WHAT IS BEING ASKED>
Every entry should be reproduced word for word.

Records from a dataset
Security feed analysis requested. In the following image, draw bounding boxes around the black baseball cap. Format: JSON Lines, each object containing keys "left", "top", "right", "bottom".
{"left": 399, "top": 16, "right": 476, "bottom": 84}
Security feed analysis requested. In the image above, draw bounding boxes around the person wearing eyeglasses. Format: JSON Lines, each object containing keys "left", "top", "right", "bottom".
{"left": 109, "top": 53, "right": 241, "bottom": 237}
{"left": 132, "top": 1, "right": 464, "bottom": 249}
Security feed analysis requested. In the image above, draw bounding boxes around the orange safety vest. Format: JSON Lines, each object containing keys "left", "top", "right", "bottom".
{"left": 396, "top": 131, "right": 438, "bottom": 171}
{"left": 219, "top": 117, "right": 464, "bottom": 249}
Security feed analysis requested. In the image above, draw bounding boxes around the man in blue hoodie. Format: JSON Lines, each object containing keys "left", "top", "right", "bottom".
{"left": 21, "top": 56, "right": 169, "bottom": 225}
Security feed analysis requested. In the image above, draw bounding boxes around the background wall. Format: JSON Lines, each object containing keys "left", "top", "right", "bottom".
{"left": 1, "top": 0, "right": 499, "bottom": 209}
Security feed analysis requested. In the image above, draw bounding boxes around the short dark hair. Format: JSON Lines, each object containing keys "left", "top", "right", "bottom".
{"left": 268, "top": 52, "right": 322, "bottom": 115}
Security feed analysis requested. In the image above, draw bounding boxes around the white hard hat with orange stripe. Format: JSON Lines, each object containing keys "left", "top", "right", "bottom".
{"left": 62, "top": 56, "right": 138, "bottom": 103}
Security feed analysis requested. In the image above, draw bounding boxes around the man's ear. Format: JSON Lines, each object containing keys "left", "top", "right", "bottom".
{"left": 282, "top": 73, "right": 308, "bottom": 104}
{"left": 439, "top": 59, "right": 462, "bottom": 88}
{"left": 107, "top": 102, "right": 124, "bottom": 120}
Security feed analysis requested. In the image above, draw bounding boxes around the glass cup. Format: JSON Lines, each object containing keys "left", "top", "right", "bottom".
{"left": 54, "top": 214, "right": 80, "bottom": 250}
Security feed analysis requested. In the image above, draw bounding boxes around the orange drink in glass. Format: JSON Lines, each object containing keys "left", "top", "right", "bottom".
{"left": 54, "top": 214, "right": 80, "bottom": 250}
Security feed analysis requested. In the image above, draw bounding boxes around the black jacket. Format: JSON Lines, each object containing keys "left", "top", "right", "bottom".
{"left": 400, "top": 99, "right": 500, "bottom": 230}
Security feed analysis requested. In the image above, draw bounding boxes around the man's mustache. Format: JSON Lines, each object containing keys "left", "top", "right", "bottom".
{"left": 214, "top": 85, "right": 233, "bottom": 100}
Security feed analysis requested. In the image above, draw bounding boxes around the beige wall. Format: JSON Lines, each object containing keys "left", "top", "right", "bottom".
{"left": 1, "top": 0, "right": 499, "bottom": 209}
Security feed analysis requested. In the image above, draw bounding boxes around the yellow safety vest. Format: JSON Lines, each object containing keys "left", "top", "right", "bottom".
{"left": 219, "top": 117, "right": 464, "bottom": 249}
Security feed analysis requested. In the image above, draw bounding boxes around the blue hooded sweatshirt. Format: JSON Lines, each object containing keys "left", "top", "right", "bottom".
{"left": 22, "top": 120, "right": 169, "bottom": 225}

FINISHED TASK>
Security feed analysis requested. In the following image, draw bounding boxes around the black baseball cap. Format: JSON Lines, each object containing keys "left", "top", "right", "bottom".
{"left": 399, "top": 16, "right": 476, "bottom": 84}
Security feed analysis requested. In the image above, draw bounding boxes around the person wearing eyeglasses. Format: JSON Lines, each object containing keys "left", "top", "right", "bottom".
{"left": 109, "top": 53, "right": 241, "bottom": 237}
{"left": 132, "top": 1, "right": 464, "bottom": 249}
Security feed analysis requested. In the image above, draw bounding boxes around the orange safety vest. Format: JSON Lines, each object containing keys "left", "top", "right", "bottom".
{"left": 396, "top": 131, "right": 438, "bottom": 171}
{"left": 219, "top": 117, "right": 464, "bottom": 249}
Security feed analysis requested. In the image above, draw bounding boxes around the man in blue hoodie. Format: JSON Lines, each object containing keys "left", "top", "right", "bottom".
{"left": 21, "top": 56, "right": 169, "bottom": 225}
Security feed analysis requested. In the image above, draw bounding boxes around the background wall. Format: JSON Lines, each object containing keys "left", "top", "right", "bottom".
{"left": 1, "top": 0, "right": 499, "bottom": 209}
Security feed analysis requested. In the image above, draw bounding boxes around the short dark hair. Format: JSON Lines, each object containing keys "left", "top", "right", "bottom".
{"left": 268, "top": 52, "right": 322, "bottom": 115}
Security feed analysis requested. In the image above, draw bounding boxes around the white hard hat with orange stripe. Format: JSON Lines, each object containing keys "left", "top", "right", "bottom".
{"left": 62, "top": 56, "right": 138, "bottom": 103}
Security feed analysis requested. In the image above, draw bounding boxes around the man's ear. Format: JSON Lines, each object containing keys "left", "top", "right", "bottom".
{"left": 282, "top": 73, "right": 308, "bottom": 104}
{"left": 439, "top": 59, "right": 462, "bottom": 88}
{"left": 107, "top": 102, "right": 124, "bottom": 120}
Security feed analysis requested. In the image above, draw bounding boxes around the glass cup. Format: JSON Lines, each object containing keys "left", "top", "right", "bottom".
{"left": 54, "top": 214, "right": 80, "bottom": 250}
Security feed analysis requested. In the image above, draw bounding boxes around the orange drink in glass. Format: JSON Lines, each object containing keys "left", "top", "right", "bottom".
{"left": 54, "top": 214, "right": 80, "bottom": 250}
Security feed analysis requested. In the image above, draw bounding boxes around the black jacket. Format: JSON Lines, each object containing keys "left", "top", "right", "bottom".
{"left": 400, "top": 99, "right": 500, "bottom": 230}
Security feed analysis requested. In the image above, draw bounding boxes around the man's mustache. Format: JSON Lines, each object containing keys "left", "top", "right", "bottom".
{"left": 214, "top": 85, "right": 233, "bottom": 100}
Security feed analysis requested. In the image above, draw bounding boxes around the beige wall. Format: JSON Lines, each object containing keys "left", "top", "right", "bottom".
{"left": 1, "top": 0, "right": 499, "bottom": 209}
Security feed analysis requested. In the image above, draw bounding boxes around the yellow safety vest. Format: JSON Lines, each object containing keys "left", "top", "right", "bottom".
{"left": 219, "top": 117, "right": 464, "bottom": 249}
Security feed analysis requested. In the image above, draw bounding boxes around the blue hooded sweatshirt. Format: JSON Lines, each object containing keys "left", "top", "right", "bottom".
{"left": 22, "top": 120, "right": 169, "bottom": 225}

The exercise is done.